WHAT TO WORK ON:
Reproduce the entries below, replacing "instance" with "occurrence" wherever it appears and leaving everything else unchanged.

ENTRIES:
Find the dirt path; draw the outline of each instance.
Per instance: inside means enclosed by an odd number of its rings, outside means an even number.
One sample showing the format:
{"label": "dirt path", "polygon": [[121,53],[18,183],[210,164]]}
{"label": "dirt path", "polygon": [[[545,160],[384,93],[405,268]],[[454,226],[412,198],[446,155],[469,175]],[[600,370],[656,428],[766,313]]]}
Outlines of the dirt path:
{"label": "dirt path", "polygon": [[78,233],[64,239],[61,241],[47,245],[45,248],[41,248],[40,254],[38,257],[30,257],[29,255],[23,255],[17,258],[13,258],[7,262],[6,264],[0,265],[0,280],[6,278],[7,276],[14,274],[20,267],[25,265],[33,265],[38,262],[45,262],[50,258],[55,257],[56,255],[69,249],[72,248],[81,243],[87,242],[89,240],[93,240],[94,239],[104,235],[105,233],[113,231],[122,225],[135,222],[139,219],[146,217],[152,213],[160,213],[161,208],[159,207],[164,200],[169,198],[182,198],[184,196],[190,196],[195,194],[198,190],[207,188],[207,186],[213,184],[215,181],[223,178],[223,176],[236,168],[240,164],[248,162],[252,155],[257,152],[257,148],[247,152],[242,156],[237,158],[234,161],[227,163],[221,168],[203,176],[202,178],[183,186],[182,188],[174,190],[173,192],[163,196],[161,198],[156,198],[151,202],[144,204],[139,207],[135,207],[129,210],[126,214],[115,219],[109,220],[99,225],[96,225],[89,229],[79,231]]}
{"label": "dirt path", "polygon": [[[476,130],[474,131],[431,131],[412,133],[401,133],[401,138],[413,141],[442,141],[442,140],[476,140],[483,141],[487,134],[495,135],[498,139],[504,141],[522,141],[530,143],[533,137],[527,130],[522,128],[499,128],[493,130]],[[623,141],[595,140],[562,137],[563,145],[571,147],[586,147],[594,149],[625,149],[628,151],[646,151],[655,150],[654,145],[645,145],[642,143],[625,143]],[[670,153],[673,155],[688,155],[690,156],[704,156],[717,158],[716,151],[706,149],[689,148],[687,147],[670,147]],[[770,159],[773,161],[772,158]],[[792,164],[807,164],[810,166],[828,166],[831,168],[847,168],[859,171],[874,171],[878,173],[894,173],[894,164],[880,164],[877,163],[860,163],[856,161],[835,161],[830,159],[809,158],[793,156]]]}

EXERCISE OUTPUT:
Find the dirt path; draw the outline of each occurrence.
Per occurrence: inside means enclosed by an odd number of its rings, outside means an even number.
One sample showing the format:
{"label": "dirt path", "polygon": [[121,53],[18,183],[210,164]]}
{"label": "dirt path", "polygon": [[[545,160],[384,93],[405,268]],[[454,226],[412,198],[446,155],[469,175]],[[600,370],[656,428],[766,313]]]}
Outlines of the dirt path:
{"label": "dirt path", "polygon": [[78,233],[64,239],[61,241],[47,245],[45,248],[41,248],[40,254],[38,257],[30,257],[29,255],[23,255],[17,258],[13,258],[7,262],[6,264],[0,265],[0,280],[6,278],[7,276],[14,274],[20,267],[25,265],[33,265],[38,262],[45,262],[50,258],[55,257],[56,255],[69,249],[72,248],[81,243],[87,242],[89,240],[93,240],[94,239],[104,235],[105,233],[113,231],[122,225],[135,222],[139,219],[146,217],[152,213],[160,213],[161,208],[159,207],[164,200],[169,198],[182,198],[184,196],[190,196],[195,194],[198,190],[207,188],[207,186],[213,184],[215,181],[223,178],[223,176],[236,168],[240,164],[248,162],[252,155],[257,152],[257,148],[247,152],[242,156],[237,158],[234,161],[227,163],[221,168],[203,176],[202,178],[183,186],[182,188],[174,190],[173,192],[163,196],[161,198],[156,198],[151,202],[144,204],[139,207],[135,207],[129,210],[126,214],[115,219],[109,220],[99,225],[96,225],[89,229],[79,231]]}
{"label": "dirt path", "polygon": [[[476,130],[474,131],[431,131],[412,133],[401,133],[401,138],[413,141],[442,141],[442,140],[476,140],[483,141],[487,134],[495,135],[498,139],[504,141],[522,141],[530,143],[533,137],[527,130],[522,128],[499,128],[493,130]],[[623,141],[595,140],[562,137],[563,145],[571,147],[586,147],[594,149],[625,149],[628,151],[646,151],[655,150],[654,145],[645,145],[642,143],[625,143]],[[670,153],[673,155],[688,155],[690,156],[704,156],[717,158],[716,151],[706,149],[689,148],[687,147],[670,147]],[[770,159],[773,161],[772,158]],[[792,164],[807,164],[810,166],[828,166],[831,168],[847,168],[859,171],[874,171],[878,173],[894,173],[894,164],[880,164],[877,163],[860,163],[856,161],[835,161],[830,159],[809,158],[793,156]]]}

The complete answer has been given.